═════ Given information

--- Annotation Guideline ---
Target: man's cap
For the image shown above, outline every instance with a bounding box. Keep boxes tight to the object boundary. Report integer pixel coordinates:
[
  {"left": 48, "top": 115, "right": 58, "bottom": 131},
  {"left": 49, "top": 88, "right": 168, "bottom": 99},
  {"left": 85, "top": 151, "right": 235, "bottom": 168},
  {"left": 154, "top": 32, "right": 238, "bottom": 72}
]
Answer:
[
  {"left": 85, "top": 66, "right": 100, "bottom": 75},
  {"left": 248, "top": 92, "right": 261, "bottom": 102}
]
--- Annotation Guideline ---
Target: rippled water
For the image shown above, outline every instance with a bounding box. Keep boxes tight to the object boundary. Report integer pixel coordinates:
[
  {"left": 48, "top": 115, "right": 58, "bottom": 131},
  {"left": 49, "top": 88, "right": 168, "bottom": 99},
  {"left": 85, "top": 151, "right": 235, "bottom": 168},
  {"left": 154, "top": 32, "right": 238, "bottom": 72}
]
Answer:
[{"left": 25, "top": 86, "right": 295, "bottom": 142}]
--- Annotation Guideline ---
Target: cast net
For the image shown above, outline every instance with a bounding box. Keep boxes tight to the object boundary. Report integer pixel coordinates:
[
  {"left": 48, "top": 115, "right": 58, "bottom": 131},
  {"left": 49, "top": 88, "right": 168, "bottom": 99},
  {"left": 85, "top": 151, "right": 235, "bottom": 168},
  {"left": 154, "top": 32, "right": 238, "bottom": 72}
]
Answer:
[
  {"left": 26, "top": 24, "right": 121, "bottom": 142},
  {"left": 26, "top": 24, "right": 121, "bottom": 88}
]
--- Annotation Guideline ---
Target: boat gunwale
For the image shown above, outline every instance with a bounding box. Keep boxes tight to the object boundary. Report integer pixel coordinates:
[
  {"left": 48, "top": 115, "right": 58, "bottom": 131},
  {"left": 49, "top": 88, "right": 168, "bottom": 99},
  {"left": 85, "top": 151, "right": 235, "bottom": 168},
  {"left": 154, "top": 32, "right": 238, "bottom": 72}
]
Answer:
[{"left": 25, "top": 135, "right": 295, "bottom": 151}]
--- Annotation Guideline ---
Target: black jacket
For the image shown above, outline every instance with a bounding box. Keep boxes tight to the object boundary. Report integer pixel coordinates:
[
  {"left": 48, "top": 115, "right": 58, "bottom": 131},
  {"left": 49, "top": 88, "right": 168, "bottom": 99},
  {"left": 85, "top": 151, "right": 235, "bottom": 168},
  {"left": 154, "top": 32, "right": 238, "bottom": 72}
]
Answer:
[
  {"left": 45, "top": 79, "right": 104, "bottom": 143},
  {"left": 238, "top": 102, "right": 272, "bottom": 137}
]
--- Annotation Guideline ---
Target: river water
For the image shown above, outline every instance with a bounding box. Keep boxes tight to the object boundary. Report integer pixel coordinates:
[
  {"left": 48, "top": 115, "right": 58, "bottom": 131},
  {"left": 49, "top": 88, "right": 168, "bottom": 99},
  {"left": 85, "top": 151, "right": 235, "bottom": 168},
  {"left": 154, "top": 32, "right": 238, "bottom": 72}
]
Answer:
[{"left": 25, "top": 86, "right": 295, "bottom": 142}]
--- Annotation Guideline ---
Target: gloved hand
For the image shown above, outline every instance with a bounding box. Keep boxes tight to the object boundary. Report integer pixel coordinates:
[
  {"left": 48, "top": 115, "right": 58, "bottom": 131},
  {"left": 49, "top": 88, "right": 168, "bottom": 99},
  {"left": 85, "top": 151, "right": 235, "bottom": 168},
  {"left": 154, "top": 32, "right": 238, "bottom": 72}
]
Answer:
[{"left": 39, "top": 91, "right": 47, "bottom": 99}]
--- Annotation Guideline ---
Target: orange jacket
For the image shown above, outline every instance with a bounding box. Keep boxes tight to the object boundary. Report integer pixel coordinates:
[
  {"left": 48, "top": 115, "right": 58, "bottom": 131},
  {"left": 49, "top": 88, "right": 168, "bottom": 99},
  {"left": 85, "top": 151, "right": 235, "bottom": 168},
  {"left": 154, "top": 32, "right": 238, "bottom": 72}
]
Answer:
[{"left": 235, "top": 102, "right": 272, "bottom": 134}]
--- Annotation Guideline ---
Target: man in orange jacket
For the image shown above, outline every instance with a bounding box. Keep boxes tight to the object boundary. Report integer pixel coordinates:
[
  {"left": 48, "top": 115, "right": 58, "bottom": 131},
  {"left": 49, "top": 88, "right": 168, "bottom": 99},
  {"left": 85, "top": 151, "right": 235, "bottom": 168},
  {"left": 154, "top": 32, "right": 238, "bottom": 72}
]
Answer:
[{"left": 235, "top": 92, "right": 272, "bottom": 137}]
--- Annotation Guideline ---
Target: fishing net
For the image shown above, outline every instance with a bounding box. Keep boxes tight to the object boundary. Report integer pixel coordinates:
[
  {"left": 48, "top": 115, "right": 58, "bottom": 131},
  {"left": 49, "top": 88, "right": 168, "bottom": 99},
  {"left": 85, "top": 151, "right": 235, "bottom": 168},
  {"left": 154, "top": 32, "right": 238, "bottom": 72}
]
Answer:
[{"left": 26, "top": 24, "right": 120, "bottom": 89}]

══════════

## Your instructions
Return all lines above that mention the word "orange".

## Solved problem
Target: orange jacket
Target: man in orange jacket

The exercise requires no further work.